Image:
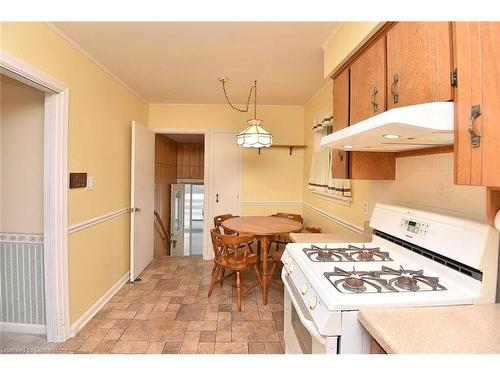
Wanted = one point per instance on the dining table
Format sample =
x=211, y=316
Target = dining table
x=264, y=229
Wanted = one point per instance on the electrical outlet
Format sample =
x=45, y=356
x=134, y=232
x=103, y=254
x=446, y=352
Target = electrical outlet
x=365, y=207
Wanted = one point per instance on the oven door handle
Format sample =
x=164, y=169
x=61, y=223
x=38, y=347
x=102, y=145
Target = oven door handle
x=299, y=307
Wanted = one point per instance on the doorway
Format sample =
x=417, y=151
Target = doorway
x=222, y=175
x=179, y=194
x=53, y=239
x=194, y=195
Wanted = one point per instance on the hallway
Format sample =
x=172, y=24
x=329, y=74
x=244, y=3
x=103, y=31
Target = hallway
x=168, y=312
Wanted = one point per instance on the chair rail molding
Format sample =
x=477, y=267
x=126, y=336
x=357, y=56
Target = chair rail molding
x=97, y=220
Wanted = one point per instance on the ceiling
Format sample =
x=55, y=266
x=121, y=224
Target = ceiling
x=179, y=62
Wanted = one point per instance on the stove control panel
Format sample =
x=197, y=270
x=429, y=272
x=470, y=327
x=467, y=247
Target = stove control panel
x=414, y=227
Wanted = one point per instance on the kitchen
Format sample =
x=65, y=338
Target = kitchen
x=408, y=224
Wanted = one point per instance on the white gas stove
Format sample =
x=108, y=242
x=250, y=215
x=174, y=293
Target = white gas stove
x=416, y=258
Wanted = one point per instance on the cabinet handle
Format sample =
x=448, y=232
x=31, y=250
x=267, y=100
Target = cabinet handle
x=394, y=92
x=475, y=139
x=374, y=99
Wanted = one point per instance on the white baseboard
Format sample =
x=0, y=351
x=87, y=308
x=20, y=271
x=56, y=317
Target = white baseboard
x=89, y=314
x=36, y=329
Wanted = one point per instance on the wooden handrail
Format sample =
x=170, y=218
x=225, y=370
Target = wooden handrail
x=166, y=236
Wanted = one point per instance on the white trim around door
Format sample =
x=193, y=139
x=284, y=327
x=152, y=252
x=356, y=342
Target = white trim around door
x=55, y=191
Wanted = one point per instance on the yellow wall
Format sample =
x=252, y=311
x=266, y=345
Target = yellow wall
x=353, y=214
x=274, y=175
x=21, y=157
x=348, y=38
x=100, y=113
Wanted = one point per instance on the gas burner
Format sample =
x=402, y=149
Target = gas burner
x=365, y=254
x=409, y=280
x=356, y=281
x=350, y=253
x=382, y=281
x=354, y=284
x=318, y=254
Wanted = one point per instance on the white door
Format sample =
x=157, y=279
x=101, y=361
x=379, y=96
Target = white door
x=177, y=220
x=142, y=199
x=226, y=169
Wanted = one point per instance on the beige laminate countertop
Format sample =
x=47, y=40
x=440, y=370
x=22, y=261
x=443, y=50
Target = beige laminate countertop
x=326, y=237
x=470, y=329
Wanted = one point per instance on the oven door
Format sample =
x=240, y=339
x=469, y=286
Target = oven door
x=301, y=334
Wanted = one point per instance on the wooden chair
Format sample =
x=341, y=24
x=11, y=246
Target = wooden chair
x=233, y=252
x=280, y=248
x=219, y=219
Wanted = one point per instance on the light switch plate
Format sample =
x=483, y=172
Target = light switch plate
x=90, y=183
x=365, y=207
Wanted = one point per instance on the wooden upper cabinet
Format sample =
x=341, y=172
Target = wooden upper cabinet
x=418, y=63
x=340, y=121
x=477, y=98
x=368, y=93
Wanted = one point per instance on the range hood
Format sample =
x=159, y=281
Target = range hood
x=398, y=129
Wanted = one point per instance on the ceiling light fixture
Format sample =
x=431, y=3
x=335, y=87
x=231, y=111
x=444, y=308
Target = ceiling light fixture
x=254, y=135
x=391, y=136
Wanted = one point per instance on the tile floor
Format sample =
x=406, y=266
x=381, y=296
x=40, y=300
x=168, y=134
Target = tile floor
x=168, y=311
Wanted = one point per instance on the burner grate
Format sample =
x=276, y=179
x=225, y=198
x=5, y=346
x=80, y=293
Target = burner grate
x=386, y=280
x=350, y=253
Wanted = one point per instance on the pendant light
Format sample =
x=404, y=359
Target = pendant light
x=254, y=135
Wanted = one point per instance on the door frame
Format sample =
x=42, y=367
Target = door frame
x=55, y=196
x=240, y=175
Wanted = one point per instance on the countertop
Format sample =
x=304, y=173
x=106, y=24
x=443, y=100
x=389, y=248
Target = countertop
x=326, y=237
x=469, y=329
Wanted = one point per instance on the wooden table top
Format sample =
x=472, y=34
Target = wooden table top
x=262, y=225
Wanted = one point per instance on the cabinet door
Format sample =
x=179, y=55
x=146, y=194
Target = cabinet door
x=368, y=83
x=340, y=121
x=477, y=53
x=418, y=63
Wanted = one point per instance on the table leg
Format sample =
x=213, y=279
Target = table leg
x=264, y=245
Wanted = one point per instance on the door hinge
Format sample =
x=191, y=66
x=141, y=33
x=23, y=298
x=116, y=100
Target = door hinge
x=454, y=78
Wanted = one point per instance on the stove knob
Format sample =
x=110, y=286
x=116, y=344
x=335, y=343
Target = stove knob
x=313, y=302
x=304, y=289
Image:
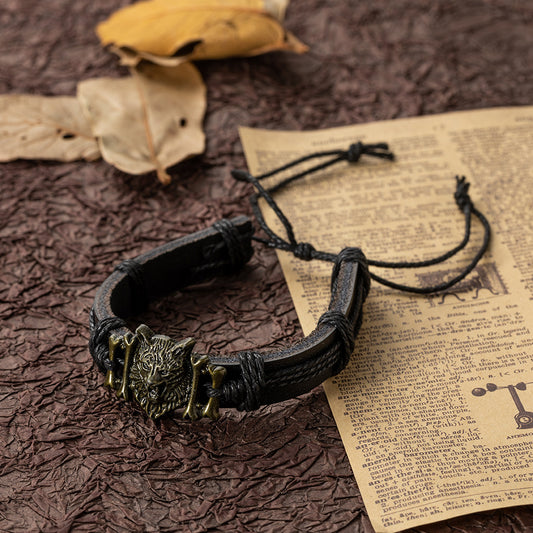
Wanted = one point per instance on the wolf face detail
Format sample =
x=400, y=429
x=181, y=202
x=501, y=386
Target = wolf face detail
x=161, y=372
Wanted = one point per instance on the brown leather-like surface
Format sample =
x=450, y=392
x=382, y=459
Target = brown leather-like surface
x=76, y=459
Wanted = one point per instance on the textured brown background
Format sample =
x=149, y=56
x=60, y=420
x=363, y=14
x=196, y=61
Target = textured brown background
x=76, y=459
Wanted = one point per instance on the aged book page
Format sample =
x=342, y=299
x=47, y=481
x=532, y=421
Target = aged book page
x=436, y=406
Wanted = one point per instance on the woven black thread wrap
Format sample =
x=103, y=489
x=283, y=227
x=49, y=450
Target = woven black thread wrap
x=247, y=392
x=99, y=340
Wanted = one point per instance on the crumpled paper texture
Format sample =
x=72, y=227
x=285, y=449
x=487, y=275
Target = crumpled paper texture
x=74, y=458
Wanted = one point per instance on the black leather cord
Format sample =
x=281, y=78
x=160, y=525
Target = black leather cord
x=307, y=252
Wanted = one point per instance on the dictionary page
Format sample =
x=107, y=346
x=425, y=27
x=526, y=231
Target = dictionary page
x=435, y=408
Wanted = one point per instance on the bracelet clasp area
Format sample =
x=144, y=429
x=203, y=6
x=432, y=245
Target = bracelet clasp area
x=163, y=374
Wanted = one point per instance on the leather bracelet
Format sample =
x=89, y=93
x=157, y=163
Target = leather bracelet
x=162, y=374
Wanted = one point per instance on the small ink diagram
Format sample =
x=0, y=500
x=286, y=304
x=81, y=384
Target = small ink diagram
x=524, y=419
x=483, y=282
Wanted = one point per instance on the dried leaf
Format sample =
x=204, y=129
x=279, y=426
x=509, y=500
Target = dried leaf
x=148, y=121
x=198, y=29
x=41, y=127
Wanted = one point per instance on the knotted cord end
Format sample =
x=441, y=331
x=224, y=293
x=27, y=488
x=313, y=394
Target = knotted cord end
x=241, y=175
x=462, y=198
x=380, y=150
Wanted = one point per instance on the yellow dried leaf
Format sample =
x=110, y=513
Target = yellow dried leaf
x=200, y=29
x=148, y=121
x=44, y=127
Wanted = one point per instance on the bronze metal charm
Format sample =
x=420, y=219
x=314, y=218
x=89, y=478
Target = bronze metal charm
x=163, y=374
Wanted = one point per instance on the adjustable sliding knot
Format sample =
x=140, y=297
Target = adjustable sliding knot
x=238, y=252
x=352, y=255
x=462, y=198
x=135, y=273
x=99, y=340
x=345, y=334
x=356, y=150
x=304, y=251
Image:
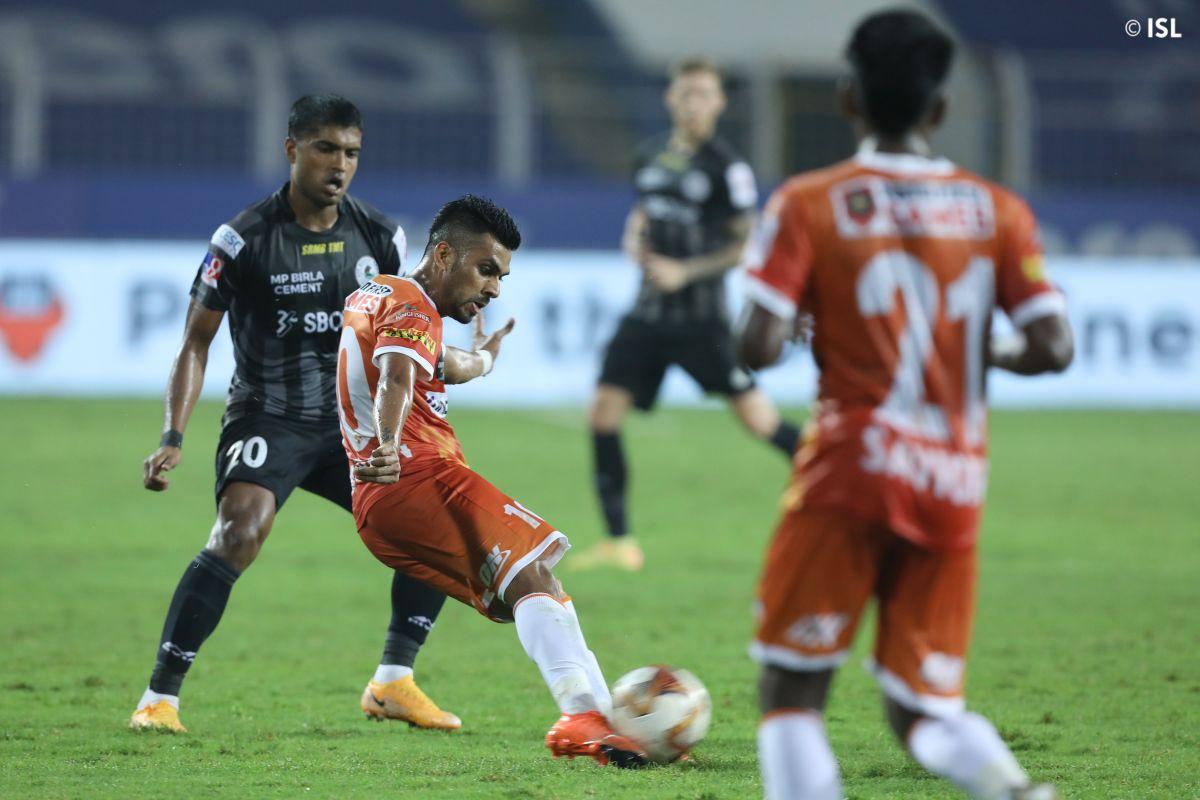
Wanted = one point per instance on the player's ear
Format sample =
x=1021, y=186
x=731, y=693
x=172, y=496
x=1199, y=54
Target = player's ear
x=443, y=256
x=847, y=100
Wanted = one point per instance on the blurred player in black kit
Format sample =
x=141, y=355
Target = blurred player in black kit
x=281, y=270
x=695, y=210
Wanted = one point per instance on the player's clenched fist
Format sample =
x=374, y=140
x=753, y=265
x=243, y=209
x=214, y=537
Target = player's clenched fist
x=382, y=467
x=156, y=463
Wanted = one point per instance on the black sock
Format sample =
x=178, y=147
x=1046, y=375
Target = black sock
x=414, y=608
x=610, y=473
x=786, y=438
x=195, y=612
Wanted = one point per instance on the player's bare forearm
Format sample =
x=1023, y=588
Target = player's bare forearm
x=1044, y=346
x=187, y=371
x=462, y=365
x=394, y=402
x=183, y=390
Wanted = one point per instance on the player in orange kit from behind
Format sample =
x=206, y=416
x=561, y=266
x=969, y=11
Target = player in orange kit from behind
x=900, y=259
x=419, y=507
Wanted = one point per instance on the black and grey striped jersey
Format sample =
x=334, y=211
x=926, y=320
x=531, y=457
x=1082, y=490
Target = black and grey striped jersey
==================================================
Description of the task:
Transcribe only the lines above that start at the line containing "Wanted = one point per instance on the knotted" and end at the line containing "x=731, y=693". Omit pictures.

Task response:
Wanted = one point per instance on the knotted cord end
Format sample =
x=441, y=331
x=224, y=293
x=27, y=488
x=313, y=394
Target = knotted cord end
x=241, y=175
x=462, y=198
x=380, y=150
Wanted = one point per instance on the yellow dried leaf
Format sample =
x=110, y=513
Target = yellow dried leaf
x=200, y=29
x=148, y=121
x=44, y=127
Wanted = one point per instance on the bronze metal charm
Format sample =
x=420, y=219
x=314, y=218
x=89, y=478
Target = bronze metal charm
x=163, y=374
Wanted = one point per instance on the adjustable sliding knot
Format sample =
x=140, y=297
Target = adjustable sliding knot
x=238, y=252
x=352, y=255
x=462, y=198
x=135, y=273
x=99, y=340
x=345, y=334
x=356, y=150
x=304, y=251
Image:
Wanted = one point per instance on the player's ear
Format sample =
x=1021, y=186
x=731, y=693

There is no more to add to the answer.